---- Fragment tekstu

Piłkarzy Wisły żegnały po ostatnim gwizdku przeraźliwe gwizdy i tak nielicznej widowni. Zawodnicy zdawali sobie jednak sprawę, że mocno na takie potraktowanie przez swoich fanów zapracowali.

– Jak tak się gra jak my, to na gwizdy się zasługuje. Nie mamy nawet prawa mieć pretensji do kibiców o to, że nas wygwizdali – stwierdził Piotr Brożek.

OCENIAMY WISŁĘ

MICHAŁ MIŚKIEWICZ – 6

Zaczęło się dla niego bardzo pechowo, bo piłka odbiła się od jego pleców i wpadła do siatki. Później był jednak najlepszym piłkarzem Wisły. Gdyby nie jego interwencje – szczególnie te w sytuacjach sam na sam – nie skończyłoby się na skromnym 0:1.

--------
---- Dane wejściowe

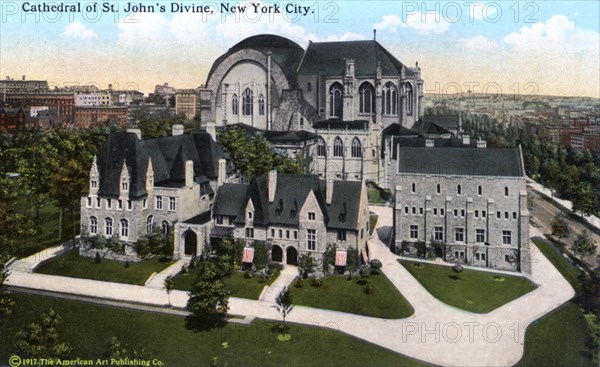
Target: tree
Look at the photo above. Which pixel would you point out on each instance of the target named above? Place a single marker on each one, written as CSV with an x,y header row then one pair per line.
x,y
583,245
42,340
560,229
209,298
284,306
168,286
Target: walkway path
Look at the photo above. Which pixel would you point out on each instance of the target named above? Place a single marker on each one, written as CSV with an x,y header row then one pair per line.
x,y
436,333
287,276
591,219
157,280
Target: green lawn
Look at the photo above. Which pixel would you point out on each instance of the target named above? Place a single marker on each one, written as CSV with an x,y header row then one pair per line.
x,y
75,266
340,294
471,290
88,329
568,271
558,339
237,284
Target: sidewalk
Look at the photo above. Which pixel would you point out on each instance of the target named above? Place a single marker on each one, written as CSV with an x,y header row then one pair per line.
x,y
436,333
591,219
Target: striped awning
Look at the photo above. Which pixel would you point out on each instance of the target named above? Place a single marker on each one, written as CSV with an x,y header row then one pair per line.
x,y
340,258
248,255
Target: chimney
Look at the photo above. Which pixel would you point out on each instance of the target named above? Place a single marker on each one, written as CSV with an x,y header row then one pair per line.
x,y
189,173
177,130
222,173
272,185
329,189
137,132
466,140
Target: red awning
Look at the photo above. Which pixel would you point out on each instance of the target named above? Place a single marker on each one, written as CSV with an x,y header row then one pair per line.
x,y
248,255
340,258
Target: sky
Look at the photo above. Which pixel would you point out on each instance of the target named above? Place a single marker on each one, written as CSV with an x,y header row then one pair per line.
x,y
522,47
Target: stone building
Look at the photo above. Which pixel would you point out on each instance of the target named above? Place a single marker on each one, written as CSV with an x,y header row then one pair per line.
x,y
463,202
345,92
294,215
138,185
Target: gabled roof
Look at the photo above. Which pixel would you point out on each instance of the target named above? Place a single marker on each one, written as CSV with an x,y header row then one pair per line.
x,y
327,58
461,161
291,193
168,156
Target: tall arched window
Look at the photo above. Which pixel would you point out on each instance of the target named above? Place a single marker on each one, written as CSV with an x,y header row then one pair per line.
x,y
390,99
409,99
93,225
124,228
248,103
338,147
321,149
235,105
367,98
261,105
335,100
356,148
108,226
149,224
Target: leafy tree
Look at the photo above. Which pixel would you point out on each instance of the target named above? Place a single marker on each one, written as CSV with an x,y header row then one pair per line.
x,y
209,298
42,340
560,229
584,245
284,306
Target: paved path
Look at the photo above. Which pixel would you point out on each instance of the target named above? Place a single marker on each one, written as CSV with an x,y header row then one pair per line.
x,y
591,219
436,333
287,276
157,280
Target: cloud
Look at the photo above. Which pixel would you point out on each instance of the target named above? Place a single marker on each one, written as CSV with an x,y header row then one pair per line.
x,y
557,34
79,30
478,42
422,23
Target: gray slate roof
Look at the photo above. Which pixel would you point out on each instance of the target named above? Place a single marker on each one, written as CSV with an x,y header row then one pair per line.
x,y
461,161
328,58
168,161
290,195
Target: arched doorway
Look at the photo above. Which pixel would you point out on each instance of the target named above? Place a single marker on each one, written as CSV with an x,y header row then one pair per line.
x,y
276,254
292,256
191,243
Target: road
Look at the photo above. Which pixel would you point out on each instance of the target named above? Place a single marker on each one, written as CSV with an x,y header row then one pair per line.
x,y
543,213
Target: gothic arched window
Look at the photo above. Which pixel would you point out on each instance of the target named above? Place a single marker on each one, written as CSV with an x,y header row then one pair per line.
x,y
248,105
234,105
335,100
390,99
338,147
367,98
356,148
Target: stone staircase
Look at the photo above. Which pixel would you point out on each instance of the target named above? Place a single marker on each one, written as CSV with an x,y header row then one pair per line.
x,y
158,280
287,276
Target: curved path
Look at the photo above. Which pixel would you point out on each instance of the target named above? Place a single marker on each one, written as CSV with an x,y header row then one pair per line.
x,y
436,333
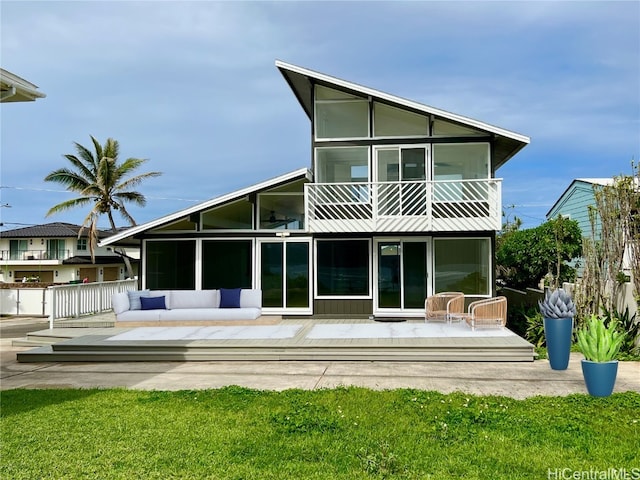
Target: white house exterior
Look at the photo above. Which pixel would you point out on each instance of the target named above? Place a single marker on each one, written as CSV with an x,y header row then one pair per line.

--------

# [Co zrobić]
1 – Przytocz ponownie fragment relacji z meczu Wisły, zaczynając od „MICHAŁ MIŚKIEWICZ –” i kończąc na „na skromnym 0:1.”.
2 – Przepisz dokładnie wiersze rekordów, zaczynając od wiersza zawierającego „Target: gothic arched window” i kończąc na ostatnim wierszu rekordów. Obrazy pomiń w odpowiedzi.

# [Odpowiedzi do zadań]
1 –
MICHAŁ MIŚKIEWICZ – 6

Zaczęło się dla niego bardzo pechowo, bo piłka odbiła się od jego pleców i wpadła do siatki. Później był jednak najlepszym piłkarzem Wisły. Gdyby nie jego interwencje – szczególnie te w sytuacjach sam na sam – nie skończyłoby się na skromnym 0:1.

2 –
Target: gothic arched window
Look at the photo above. Which pixel would you point out on each instance of the target named above? Place a single marker on each one, written as CSV with an x,y header row then one pair per line.
x,y
248,105
234,105
335,100
390,99
338,147
367,98
356,148
Target: stone staircase
Look at the photo above. Which pixel would you point out on each instance of the target named above? Place a single marker on each one, written as CSV with an x,y header row then one pair per line.
x,y
158,280
287,276
Target: curved path
Look at the photo above. Which pixel would you point out on each instance of the target named above? Place a single marker on each one, written as CSV with an x,y header row then one pair per line.
x,y
436,333
Target: white house exterior
Look at the photo above. Which pixel would you point out on each instance of the target named above? Place a single marker on each one, written as CSV with an x,y header row then one pair per line.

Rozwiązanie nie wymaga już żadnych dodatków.